Stored data:
--

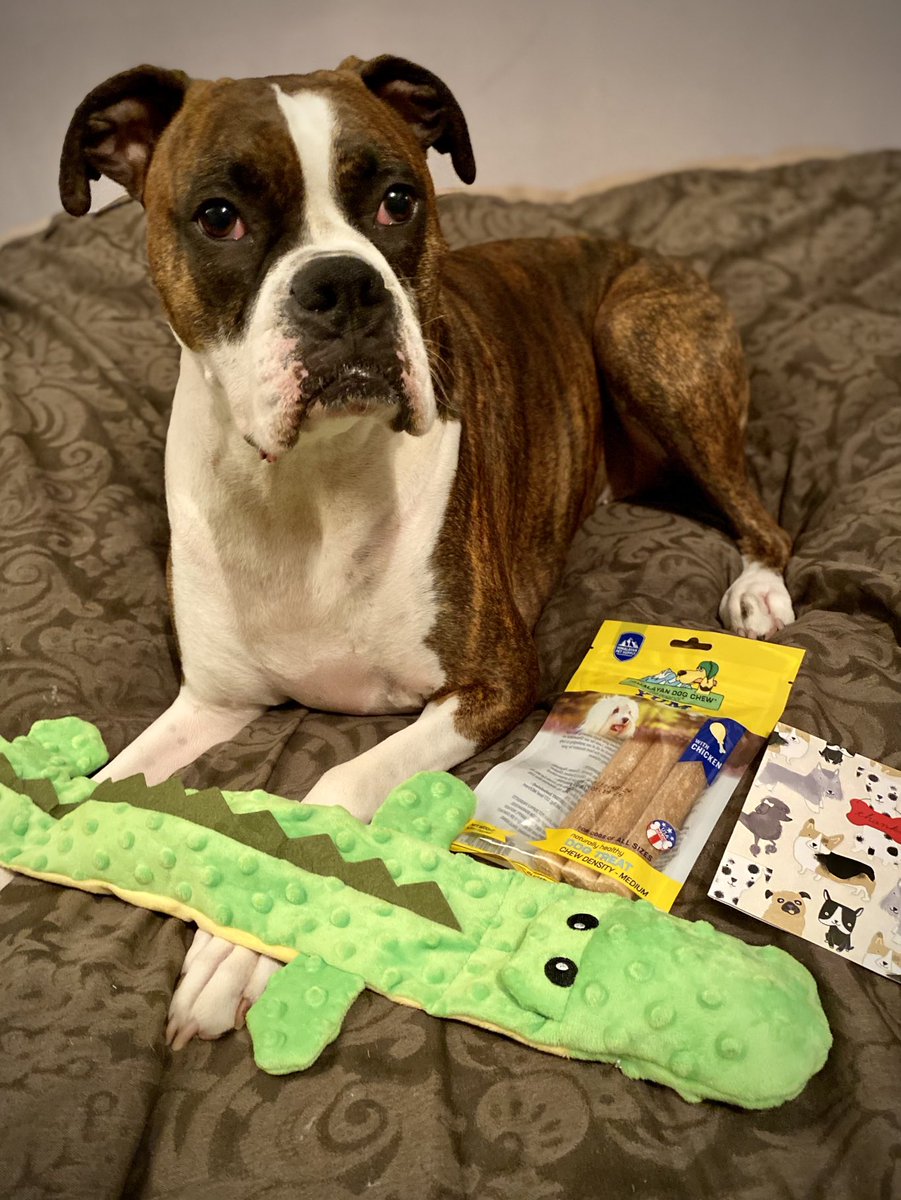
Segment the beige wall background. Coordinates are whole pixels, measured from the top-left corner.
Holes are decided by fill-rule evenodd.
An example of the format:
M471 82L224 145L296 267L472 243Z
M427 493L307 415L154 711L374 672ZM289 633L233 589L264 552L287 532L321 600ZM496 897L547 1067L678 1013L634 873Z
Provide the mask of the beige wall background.
M454 91L481 187L901 141L901 0L0 0L0 232L58 209L69 117L116 71L385 52Z

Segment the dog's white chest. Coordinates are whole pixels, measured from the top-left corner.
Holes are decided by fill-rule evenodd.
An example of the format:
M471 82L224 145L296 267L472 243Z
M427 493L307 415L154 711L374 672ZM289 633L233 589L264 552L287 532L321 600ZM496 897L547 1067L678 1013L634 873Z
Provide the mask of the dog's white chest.
M323 534L313 550L290 536L264 542L251 571L232 574L243 652L277 691L314 708L421 708L441 673L425 645L433 587L415 530L359 529L348 517Z
M180 385L181 387L181 385ZM201 438L176 398L166 454L185 678L216 703L419 709L443 683L426 644L431 566L459 427L318 435L274 466ZM318 443L322 444L318 444ZM198 457L199 450L199 457ZM218 450L218 457L217 457Z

--

Return only the number of lines in the entries above that contain the word "Coordinates".

2